### AIM OF THE EXERCISE
When you reach the line with "[ ] one point per instance of the table leg" in the data below, begin printing lines exactly, and stop once the line with "[ ] one point per instance of the rough" has been printed.

>>

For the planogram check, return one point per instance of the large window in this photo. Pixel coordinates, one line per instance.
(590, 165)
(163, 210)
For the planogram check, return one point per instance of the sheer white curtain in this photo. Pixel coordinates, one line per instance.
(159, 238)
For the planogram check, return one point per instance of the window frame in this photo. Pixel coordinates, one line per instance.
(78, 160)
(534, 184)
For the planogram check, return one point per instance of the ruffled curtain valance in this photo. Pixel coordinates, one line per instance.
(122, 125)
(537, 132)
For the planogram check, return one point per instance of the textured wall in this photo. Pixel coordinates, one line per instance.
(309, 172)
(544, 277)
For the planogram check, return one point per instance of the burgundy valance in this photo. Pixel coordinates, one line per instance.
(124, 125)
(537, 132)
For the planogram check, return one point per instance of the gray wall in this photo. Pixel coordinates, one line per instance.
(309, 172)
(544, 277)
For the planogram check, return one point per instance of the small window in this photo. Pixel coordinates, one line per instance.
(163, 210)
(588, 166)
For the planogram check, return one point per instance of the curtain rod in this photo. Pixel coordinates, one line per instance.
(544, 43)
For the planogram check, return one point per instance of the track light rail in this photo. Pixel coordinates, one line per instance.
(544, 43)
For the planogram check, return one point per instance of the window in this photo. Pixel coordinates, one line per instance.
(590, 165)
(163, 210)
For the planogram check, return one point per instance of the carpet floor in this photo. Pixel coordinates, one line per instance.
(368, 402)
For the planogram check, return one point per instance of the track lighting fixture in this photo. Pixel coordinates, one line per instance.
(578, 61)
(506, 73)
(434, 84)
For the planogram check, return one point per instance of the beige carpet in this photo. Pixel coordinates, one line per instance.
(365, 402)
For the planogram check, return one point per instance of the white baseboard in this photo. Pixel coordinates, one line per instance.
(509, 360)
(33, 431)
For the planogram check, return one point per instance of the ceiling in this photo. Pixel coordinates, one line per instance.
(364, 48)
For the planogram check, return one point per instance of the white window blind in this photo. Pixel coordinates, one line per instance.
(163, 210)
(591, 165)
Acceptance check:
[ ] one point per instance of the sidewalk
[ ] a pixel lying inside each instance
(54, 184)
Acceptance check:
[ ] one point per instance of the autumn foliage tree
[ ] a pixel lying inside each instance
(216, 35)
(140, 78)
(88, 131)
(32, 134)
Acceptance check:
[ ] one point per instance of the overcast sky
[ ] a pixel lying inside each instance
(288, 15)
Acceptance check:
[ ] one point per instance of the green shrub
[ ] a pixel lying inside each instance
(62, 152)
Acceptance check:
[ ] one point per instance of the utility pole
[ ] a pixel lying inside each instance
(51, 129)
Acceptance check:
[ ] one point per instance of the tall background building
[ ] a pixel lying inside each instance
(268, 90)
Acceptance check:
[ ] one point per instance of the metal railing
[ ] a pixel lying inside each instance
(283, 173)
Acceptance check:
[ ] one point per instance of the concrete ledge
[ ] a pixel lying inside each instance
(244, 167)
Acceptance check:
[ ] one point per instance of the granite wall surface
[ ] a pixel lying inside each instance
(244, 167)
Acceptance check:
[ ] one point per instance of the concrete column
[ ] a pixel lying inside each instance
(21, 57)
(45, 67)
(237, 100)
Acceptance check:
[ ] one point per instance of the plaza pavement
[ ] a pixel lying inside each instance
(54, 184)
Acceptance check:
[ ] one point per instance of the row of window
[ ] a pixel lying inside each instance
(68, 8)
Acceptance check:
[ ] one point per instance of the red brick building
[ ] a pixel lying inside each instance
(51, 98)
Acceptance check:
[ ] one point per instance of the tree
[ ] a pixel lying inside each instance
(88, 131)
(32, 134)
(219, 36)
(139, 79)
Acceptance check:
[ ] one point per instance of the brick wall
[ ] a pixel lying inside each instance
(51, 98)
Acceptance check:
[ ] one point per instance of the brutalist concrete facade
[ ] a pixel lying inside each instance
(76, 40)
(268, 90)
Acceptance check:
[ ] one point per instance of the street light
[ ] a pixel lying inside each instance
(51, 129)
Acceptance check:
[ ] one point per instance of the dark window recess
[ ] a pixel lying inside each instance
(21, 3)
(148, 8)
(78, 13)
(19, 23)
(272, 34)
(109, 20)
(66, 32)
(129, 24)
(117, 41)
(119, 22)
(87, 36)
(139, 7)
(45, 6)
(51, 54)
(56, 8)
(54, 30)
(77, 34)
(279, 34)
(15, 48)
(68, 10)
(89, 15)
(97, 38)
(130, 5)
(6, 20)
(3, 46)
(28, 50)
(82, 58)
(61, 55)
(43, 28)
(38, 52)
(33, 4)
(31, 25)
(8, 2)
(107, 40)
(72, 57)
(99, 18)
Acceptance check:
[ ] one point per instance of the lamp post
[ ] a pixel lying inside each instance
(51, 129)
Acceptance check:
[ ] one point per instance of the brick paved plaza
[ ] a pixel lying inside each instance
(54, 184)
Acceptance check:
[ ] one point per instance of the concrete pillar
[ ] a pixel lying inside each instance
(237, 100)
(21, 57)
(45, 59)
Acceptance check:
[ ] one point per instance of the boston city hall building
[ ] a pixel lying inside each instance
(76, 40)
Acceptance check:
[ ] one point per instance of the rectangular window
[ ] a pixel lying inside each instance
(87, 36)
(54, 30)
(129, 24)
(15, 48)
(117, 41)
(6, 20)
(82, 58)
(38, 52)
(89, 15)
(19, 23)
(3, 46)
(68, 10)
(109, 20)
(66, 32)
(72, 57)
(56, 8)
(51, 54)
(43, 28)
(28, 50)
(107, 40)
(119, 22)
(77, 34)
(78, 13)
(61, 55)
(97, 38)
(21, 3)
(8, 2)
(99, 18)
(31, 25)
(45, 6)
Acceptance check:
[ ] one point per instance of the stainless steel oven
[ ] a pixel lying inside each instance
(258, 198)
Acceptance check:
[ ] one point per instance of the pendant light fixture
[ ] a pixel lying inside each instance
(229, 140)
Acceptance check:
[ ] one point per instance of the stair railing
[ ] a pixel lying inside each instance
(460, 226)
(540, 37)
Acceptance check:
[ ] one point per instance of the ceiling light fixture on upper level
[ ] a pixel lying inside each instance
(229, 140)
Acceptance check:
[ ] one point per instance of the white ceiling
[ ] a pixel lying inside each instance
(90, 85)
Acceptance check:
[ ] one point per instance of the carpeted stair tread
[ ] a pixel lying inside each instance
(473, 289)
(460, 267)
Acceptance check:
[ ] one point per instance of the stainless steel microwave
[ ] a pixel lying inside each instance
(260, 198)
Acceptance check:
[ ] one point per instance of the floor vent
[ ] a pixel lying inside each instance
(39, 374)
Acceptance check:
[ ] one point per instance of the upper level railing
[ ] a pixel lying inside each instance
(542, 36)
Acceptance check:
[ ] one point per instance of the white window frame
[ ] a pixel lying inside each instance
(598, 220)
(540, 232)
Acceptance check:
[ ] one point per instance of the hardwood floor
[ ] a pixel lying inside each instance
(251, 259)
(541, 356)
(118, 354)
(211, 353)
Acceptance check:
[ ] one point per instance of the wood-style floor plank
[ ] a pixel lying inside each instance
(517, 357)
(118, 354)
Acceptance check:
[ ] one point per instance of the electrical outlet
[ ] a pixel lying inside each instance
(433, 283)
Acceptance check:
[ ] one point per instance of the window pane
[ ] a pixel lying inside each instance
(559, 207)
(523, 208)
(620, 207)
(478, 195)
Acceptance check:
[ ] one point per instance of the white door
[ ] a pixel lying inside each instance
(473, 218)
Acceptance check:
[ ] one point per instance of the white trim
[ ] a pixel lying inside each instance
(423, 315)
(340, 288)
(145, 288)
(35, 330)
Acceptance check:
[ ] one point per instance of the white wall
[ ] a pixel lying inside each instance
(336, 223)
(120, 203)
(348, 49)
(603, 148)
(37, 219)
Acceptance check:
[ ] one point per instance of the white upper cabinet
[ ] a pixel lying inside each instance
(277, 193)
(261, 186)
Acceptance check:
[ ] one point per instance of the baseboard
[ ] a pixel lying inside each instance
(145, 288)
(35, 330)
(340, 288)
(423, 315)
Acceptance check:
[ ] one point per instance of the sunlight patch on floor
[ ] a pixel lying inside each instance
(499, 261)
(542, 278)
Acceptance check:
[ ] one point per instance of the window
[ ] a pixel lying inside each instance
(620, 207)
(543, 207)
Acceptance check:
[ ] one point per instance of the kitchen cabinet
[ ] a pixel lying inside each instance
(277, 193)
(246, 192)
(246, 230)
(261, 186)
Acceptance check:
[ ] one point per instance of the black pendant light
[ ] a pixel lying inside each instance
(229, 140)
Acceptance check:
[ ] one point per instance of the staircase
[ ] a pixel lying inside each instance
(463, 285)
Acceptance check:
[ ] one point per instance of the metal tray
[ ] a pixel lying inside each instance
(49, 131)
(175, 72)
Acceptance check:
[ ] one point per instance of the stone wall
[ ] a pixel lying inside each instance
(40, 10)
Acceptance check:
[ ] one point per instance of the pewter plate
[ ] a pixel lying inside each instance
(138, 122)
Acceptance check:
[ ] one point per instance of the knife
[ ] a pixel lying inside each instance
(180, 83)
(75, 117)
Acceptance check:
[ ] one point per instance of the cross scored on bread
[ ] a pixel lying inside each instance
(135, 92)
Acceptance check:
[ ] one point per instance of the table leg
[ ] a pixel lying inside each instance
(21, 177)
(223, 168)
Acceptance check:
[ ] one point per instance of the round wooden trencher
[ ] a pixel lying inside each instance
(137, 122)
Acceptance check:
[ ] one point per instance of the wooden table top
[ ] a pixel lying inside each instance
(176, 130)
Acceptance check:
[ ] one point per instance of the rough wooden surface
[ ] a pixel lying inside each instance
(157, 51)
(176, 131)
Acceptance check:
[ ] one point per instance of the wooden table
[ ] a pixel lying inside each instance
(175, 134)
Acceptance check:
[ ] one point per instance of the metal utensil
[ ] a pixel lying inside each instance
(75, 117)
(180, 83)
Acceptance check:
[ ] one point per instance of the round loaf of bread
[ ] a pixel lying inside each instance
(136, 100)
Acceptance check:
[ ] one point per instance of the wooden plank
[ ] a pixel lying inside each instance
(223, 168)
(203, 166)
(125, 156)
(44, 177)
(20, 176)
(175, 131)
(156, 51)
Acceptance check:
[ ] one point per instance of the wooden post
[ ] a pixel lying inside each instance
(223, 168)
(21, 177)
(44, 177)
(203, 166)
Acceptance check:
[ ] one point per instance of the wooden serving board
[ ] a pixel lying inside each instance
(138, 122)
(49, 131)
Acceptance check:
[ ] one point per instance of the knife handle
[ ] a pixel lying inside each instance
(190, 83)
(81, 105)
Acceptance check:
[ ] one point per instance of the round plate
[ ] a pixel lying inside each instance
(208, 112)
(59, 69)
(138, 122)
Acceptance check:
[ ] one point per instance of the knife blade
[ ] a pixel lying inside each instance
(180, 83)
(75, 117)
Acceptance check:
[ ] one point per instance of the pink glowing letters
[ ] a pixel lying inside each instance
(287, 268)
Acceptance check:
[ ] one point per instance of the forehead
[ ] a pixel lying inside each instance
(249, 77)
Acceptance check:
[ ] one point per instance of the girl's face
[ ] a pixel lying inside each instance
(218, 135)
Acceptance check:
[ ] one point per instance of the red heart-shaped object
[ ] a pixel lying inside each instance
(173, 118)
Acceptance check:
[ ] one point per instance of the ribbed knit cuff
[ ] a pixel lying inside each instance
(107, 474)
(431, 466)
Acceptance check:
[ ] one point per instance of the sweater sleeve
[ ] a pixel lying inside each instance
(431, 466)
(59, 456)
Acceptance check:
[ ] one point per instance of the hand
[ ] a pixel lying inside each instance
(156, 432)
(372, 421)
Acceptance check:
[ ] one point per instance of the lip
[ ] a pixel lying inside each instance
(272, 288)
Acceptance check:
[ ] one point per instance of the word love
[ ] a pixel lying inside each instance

<<

### RESPONSE TO THE TASK
[ ] one point per instance of the table leg
[ ] a pixel lying inside each instance
(21, 177)
(223, 168)
Acceptance check:
[ ] one point per instance of the round wooden trencher
[ ] a pixel lying inside each instance
(137, 122)
Acceptance check:
[ ] one point per instance of the wooden table top
[ ] a pixel lying inside each instance
(176, 130)
Acceptance check:
[ ] one point per instance of the rough wooden surface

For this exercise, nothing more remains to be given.